Exercise goal — Set down the final part of the listing, which starts at the line containing "Exercise. Locate the gray" and runs to the last line, exactly and completely.

Provided data —

>>

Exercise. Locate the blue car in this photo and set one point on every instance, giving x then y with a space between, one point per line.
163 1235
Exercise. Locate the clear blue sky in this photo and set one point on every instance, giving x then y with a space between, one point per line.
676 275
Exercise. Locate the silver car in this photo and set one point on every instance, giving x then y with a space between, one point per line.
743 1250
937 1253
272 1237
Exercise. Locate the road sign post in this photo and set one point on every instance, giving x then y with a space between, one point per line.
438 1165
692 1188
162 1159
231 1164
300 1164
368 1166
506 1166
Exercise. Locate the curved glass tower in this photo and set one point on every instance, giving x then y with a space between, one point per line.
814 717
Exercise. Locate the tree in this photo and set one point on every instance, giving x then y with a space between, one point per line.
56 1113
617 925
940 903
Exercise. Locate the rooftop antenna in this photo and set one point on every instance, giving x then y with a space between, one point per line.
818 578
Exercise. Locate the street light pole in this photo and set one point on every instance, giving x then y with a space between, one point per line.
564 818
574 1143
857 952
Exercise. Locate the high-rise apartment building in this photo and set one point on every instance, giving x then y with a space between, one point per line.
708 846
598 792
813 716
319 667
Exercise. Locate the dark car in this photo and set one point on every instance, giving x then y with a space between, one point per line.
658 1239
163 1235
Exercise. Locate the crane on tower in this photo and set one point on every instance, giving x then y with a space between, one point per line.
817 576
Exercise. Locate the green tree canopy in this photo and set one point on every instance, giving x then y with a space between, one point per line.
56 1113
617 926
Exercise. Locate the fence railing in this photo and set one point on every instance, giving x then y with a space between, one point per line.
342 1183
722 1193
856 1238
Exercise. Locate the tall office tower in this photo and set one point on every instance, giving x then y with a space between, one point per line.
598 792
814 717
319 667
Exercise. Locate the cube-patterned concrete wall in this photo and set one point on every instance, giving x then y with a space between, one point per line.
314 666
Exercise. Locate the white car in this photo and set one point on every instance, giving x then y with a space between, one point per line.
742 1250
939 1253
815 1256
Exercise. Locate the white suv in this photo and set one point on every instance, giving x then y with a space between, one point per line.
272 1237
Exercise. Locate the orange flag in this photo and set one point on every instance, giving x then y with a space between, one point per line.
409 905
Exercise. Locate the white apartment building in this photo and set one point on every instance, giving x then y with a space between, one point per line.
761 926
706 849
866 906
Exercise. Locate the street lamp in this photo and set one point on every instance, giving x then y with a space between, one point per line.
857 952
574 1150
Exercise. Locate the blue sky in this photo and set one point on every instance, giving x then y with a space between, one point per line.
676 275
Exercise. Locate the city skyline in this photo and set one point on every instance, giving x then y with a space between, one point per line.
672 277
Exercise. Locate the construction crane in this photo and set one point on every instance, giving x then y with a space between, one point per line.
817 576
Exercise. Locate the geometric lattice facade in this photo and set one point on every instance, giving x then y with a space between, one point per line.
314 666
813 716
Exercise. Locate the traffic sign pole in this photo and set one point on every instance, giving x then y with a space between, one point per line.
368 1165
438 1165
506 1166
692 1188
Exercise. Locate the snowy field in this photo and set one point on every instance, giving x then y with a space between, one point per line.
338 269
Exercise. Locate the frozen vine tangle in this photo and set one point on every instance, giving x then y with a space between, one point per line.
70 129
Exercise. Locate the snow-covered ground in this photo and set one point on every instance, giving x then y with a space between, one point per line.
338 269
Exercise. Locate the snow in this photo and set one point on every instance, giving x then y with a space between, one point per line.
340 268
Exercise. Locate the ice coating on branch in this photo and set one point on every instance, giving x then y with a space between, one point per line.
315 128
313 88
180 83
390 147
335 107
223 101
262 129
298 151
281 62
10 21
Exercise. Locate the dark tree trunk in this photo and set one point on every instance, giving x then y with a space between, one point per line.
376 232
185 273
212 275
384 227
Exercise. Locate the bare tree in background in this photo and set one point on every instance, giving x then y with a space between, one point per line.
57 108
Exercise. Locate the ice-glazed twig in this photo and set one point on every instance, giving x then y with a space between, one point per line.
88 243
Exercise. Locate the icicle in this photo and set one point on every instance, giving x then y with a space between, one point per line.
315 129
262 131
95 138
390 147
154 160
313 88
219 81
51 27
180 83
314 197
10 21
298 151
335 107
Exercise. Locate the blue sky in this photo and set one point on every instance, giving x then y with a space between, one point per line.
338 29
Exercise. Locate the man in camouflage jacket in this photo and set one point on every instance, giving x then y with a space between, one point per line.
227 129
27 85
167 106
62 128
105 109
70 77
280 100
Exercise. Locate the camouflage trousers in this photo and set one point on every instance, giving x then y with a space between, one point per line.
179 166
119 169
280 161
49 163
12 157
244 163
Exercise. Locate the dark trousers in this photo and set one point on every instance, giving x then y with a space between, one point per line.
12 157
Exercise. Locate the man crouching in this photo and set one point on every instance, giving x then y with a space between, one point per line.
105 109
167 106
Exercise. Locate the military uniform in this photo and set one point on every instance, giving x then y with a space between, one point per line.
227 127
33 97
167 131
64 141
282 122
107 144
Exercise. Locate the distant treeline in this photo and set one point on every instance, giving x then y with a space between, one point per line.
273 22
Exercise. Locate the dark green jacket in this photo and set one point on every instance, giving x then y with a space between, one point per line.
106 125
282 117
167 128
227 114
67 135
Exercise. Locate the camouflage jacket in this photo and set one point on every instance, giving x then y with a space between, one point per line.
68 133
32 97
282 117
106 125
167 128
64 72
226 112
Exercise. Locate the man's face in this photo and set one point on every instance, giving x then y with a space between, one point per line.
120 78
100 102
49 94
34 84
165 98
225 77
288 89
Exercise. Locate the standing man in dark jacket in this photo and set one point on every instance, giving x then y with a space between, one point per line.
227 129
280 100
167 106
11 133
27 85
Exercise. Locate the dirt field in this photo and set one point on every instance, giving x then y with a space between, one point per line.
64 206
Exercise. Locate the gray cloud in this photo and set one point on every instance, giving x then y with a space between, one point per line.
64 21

<<

Answer —
Exercise. Locate the gray cloud in this photo and set one point on every instance, giving x then y with a space between, one point per line.
64 21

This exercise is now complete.